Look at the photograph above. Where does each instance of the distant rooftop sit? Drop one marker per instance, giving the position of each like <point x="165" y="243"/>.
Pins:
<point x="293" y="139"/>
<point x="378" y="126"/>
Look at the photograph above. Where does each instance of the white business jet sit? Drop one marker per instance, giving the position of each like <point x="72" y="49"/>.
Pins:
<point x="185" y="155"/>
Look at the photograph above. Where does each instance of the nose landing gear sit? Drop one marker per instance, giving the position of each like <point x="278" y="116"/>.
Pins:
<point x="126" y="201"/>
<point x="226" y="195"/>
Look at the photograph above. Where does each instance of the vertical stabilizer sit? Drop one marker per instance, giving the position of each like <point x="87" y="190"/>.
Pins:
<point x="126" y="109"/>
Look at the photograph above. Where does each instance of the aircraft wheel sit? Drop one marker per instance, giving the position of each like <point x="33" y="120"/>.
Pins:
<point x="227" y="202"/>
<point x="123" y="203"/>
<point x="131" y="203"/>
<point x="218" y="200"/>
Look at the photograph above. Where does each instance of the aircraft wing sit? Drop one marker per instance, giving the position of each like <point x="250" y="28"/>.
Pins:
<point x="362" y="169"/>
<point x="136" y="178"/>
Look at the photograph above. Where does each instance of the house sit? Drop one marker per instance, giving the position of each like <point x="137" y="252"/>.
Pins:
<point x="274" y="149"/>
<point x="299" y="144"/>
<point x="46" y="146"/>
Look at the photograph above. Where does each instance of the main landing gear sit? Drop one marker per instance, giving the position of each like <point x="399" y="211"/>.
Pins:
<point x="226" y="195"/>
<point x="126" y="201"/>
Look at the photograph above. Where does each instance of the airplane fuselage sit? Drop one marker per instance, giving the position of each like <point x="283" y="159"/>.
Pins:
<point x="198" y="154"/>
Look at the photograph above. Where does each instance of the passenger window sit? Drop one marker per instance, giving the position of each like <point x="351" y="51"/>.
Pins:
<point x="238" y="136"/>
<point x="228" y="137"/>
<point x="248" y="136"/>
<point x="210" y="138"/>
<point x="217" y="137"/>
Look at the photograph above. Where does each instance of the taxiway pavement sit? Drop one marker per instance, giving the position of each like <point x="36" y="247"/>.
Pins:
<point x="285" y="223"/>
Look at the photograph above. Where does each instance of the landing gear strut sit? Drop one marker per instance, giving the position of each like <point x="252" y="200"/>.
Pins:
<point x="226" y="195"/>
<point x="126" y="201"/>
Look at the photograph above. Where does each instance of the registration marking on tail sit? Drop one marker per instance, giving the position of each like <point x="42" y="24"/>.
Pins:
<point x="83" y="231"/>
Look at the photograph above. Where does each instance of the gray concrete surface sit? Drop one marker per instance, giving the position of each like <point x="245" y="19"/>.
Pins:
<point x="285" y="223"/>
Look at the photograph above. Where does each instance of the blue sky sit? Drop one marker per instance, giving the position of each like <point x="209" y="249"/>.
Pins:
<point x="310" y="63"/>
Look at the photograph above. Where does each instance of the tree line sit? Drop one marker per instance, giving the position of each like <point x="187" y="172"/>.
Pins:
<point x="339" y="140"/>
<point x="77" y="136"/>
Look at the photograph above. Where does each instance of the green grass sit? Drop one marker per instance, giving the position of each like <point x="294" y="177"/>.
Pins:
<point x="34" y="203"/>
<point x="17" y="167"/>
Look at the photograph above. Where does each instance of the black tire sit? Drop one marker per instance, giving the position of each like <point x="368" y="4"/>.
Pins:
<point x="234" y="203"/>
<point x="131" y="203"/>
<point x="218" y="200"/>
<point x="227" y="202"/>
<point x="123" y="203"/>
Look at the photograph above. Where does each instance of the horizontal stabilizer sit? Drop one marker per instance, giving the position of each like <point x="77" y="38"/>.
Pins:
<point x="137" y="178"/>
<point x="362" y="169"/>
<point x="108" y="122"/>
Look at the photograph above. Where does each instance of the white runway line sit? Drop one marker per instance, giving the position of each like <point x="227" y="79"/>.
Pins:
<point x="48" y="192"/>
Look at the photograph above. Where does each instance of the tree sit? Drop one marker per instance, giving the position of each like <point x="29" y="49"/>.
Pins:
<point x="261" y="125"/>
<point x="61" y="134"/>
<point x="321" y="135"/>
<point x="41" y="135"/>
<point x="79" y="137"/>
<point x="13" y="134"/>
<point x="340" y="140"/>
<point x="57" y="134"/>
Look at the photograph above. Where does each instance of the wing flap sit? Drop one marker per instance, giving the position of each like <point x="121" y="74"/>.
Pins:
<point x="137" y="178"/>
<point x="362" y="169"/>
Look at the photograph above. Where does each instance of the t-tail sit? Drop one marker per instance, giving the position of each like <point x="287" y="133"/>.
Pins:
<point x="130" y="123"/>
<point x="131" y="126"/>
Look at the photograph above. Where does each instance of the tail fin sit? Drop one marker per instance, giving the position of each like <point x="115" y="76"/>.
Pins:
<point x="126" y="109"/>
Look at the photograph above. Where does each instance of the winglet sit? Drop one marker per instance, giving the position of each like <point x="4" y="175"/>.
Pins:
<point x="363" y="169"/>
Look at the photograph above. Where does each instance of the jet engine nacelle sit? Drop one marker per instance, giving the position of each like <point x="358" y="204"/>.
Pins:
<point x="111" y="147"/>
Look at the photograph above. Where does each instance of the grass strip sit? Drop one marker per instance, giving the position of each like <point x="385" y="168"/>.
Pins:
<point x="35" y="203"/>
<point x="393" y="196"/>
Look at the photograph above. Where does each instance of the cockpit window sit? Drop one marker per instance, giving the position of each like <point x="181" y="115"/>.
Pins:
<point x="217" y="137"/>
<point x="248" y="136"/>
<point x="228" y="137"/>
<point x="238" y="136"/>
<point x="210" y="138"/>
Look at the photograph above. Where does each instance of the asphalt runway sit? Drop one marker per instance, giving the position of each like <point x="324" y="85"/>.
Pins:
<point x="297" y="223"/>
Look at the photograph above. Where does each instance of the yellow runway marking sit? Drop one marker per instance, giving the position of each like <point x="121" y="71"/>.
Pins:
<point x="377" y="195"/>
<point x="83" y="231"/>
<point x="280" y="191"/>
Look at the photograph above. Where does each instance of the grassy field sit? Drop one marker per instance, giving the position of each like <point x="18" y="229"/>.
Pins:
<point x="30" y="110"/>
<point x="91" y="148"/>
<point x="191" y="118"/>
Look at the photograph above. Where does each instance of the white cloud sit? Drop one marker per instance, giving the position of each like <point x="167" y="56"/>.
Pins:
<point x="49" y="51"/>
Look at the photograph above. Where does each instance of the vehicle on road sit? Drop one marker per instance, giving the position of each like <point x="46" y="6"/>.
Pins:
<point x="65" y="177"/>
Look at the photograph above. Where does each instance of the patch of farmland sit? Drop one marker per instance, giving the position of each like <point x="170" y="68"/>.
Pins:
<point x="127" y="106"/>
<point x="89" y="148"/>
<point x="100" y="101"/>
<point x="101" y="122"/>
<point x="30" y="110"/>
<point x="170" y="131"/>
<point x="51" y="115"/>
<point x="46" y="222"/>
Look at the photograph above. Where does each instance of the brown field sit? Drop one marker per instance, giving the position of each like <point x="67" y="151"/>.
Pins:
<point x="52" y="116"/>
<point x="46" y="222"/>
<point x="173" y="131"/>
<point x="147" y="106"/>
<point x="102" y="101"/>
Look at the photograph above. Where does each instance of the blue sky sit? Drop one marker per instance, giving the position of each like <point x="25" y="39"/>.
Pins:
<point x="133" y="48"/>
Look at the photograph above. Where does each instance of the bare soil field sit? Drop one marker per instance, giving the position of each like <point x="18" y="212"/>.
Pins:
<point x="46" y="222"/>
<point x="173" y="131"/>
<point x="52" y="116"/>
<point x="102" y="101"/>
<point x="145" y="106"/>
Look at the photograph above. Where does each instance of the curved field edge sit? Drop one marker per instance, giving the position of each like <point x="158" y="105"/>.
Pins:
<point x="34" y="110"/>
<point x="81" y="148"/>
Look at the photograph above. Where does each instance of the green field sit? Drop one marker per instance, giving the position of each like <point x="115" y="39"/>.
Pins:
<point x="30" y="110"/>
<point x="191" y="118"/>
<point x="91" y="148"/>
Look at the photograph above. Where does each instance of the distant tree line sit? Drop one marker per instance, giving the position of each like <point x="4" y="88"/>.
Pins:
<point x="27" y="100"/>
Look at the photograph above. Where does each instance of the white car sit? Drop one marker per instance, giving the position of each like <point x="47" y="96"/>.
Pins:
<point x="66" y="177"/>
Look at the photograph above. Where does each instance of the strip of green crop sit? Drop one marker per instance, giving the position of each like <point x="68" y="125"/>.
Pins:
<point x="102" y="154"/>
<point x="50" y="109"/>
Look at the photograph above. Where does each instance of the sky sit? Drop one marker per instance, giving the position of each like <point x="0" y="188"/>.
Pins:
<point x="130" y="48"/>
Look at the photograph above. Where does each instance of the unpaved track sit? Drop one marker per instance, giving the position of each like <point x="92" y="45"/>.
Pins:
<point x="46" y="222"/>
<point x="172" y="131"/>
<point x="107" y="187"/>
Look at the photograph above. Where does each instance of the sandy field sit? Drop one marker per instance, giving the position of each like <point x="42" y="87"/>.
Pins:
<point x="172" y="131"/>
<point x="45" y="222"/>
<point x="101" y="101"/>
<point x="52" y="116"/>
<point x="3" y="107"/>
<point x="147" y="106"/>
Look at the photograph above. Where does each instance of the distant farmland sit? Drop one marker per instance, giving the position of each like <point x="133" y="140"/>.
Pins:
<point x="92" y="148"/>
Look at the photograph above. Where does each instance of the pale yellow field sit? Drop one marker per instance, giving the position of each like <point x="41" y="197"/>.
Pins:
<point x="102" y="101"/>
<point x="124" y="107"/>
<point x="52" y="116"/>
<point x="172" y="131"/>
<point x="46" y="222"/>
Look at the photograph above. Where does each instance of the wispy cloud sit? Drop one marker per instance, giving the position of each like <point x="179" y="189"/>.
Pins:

_TASK TO CARRY OUT_
From the entries above, return exactly the line containing "of the bare", the line containing "the green field", and all lines between, and nothing else.

_RESPONSE BOX_
Look at the photograph above. Where does each instance of the bare soil field sit? Drop one marker per instance, giving the position of each like <point x="18" y="212"/>.
Pins:
<point x="46" y="222"/>
<point x="173" y="131"/>
<point x="52" y="116"/>
<point x="102" y="101"/>
<point x="145" y="106"/>
Look at the photograph above. Where does each instance of the curved field edge sit? Drop one marker per instance, giving the position of each like <point x="158" y="105"/>.
Pins:
<point x="34" y="110"/>
<point x="81" y="148"/>
Look at the photograph above. Where does each instance of the green field sit? Drop one marker per instance, giving the position of each like <point x="115" y="39"/>.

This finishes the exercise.